▶ [Alıştırma 1]
Hidayet romanlarını anlatan metne göre bu damarın kurucu eseri hangisidir?

Minyeli Abdullah, hem haksız yere getirilen eleştirilere cevap vermek hem de bir Müslümana rehber olmak kaygısı Türk edebiyatında "İslami roman", "dini roman" gibi adlarla da anılan hidayet romanlarının yazılmasının önünü açar. Hidayet romanları 1960'ların sonralarından itibaren Türk edebiyatında gelişmeye başlayan bir damar olmuştur. Bu damarın kurucu eseri Minyeli Abdullah'tır.
O güne kadar romana uzak duran bir nesil, "roman bizi de ilgilendiriyormuş" der. Hekimoğlu İsmail, Minyeli Abdullah'la. bir neslin roman okumasının da öncülüğünü yapar. Daha sonra Türk sinemasının gerçek anlamda sıfırlandığı, TV karşısında teslim olduğu, herkesin "sinema öldü mü?" diye tartıştığı bir zamanda Minyeli Abdullah'ın beyaz perdeye aktarılmasıyla seyirci yeniden sinemaya döner. Minyeli Abdullah Türk sinemasının bugün geldiği noktayı başlatan bir akımın da öncüsü olur, gişe rekorları kırar insanların sinema sanatının varlığına olan inancını tazeler. Özellikle sinemayla pek barışık olmayan muhafazakârların Minyeli Abdullah'ın filmine olan talepleri nedeniyle Anadolu'da küçük ilçelerde dahi filim gösterime girer ve büyük ilgi görür.
Çeşitli mahfillerde Hekimoğlu İsmail'in romancılığına dikkat çekilir, roman okumayan binlerce insana ışık olduğundan bahsedilir. Sadece romanlarıyla değil kitaplarıyla, hatıralarıyla, günlükleriyle düşünce ve fikir alanında çok önemli eserler ortaya koymuş bir edebiyat ustası, bir dava ve fikir adamı olduğu konuşulur.

▶ [Alıştırma 2]
Kayıtlarda "As a courtesy, could you identify the horse above?" ifadesini içeren satırdan "[619,226,641,349]" ifadesini içeren satıra kadar uzanan bölümü, iki uç satır da dahil olmak üzere, istekleriyle birlikte yeniden yazınız. Yalnızca bu satırları veriniz ve yanıtlardaki her koordinatı 2 ile çarparak tam sayıya yuvarlayınız (buçuklar yukarı yuvarlanacaktır).

▶ [Kutu işaretleme verilerinin satırları]
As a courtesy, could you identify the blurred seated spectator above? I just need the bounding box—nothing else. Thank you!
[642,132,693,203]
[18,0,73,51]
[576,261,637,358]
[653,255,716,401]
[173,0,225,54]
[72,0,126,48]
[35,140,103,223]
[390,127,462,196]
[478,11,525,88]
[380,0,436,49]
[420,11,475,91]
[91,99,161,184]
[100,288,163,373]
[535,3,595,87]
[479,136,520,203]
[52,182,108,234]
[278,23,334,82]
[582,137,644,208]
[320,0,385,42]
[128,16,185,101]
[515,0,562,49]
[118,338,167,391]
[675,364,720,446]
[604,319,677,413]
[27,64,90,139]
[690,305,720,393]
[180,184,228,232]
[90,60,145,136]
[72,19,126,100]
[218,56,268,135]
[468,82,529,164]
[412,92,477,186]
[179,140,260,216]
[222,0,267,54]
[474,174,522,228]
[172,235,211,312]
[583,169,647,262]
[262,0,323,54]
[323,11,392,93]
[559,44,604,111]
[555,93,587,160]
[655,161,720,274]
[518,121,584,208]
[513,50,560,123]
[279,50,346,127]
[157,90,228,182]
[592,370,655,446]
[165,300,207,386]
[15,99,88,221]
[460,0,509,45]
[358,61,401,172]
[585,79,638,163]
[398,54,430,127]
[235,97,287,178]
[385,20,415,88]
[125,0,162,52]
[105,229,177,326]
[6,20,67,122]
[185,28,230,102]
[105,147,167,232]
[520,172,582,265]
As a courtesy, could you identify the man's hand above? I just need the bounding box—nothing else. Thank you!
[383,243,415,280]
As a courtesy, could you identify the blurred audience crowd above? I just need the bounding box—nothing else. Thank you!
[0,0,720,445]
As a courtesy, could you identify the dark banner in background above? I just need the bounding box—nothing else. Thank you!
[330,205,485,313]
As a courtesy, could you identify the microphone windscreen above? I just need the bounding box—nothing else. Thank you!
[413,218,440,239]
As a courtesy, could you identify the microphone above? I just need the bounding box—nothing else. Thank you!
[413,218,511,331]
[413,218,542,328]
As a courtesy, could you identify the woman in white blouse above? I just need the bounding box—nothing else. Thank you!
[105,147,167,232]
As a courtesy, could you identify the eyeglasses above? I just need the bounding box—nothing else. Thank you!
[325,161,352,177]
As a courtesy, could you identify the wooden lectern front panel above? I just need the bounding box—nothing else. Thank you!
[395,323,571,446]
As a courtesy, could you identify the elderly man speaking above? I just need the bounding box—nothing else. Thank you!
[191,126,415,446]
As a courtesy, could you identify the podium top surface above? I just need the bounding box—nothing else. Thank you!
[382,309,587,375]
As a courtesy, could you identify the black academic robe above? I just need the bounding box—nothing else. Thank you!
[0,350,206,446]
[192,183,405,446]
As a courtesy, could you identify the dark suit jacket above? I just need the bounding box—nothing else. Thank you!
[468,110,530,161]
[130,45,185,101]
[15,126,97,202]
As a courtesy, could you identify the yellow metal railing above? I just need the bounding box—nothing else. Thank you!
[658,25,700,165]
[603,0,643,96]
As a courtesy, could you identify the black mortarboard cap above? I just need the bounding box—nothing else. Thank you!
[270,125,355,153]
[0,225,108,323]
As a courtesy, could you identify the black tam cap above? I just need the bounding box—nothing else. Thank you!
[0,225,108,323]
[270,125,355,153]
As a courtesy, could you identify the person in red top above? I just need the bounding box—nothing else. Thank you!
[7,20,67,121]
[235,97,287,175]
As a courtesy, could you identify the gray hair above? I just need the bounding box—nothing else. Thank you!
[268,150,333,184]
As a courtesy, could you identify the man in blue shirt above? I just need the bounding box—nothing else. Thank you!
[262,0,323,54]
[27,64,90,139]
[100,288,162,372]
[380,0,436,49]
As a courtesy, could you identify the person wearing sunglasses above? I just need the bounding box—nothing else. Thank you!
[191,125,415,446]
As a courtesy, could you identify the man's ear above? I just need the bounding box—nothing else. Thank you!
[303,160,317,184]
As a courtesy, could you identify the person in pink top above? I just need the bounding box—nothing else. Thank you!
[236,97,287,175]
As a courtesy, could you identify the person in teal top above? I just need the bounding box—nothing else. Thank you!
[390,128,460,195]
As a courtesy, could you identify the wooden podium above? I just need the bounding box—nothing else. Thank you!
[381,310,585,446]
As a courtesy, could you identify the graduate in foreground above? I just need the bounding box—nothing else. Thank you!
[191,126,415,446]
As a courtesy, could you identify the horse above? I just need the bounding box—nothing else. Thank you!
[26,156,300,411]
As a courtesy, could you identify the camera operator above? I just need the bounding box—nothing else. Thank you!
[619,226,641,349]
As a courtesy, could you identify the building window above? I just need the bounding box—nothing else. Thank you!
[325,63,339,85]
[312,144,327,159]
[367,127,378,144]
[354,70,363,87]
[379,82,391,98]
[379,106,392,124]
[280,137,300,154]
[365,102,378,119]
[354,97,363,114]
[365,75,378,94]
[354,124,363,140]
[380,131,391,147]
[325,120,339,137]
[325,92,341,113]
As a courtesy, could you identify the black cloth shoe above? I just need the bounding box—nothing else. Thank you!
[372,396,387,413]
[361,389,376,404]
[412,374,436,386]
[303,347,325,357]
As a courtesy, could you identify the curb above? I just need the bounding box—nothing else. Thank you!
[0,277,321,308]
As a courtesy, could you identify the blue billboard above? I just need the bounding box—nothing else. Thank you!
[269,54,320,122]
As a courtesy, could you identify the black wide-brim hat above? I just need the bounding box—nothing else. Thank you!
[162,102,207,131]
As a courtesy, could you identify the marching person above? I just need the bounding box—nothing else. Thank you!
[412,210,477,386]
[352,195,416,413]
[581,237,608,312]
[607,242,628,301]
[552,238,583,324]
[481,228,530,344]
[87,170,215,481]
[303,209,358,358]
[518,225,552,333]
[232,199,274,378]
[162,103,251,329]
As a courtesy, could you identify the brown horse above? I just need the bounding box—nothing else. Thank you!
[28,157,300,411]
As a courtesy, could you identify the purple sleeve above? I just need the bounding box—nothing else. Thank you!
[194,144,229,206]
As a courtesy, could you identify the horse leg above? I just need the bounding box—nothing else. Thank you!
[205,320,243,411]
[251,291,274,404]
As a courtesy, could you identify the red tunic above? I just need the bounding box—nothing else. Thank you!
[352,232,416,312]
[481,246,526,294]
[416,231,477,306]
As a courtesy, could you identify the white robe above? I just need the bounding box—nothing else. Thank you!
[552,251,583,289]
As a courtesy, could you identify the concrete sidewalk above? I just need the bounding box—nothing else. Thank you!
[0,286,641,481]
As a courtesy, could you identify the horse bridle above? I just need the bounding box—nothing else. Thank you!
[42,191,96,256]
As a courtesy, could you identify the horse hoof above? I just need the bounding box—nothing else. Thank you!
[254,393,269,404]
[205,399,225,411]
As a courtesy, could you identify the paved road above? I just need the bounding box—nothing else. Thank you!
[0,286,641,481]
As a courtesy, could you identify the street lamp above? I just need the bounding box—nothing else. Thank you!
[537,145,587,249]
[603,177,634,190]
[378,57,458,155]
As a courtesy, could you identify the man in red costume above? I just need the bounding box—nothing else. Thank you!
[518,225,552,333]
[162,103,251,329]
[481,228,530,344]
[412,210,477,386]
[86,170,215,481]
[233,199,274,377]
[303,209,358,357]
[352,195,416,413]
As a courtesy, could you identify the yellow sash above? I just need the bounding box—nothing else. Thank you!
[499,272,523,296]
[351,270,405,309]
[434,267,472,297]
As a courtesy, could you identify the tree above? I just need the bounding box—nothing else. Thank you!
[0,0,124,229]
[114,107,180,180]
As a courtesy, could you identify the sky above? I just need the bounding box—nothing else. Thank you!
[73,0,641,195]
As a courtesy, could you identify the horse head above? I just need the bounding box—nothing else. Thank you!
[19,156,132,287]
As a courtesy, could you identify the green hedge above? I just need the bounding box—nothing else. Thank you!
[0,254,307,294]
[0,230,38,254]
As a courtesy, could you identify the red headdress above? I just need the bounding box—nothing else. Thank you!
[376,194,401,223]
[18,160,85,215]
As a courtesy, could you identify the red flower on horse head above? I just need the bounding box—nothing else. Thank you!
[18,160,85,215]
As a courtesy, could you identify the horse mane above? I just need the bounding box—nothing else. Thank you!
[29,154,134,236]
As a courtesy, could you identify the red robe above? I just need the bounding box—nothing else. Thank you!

▶ [Görev Yanıtı 1]
Minyeli Abdullah.

▶ [Görev Yanıtı 2]
As a courtesy, could you identify the horse above? I just need the bounding box—nothing else. Thank you!
[52,312,600,822]
As a courtesy, could you identify the camera operator above? I just need the bounding box—nothing else. Thank you!
[1238,452,1282,698]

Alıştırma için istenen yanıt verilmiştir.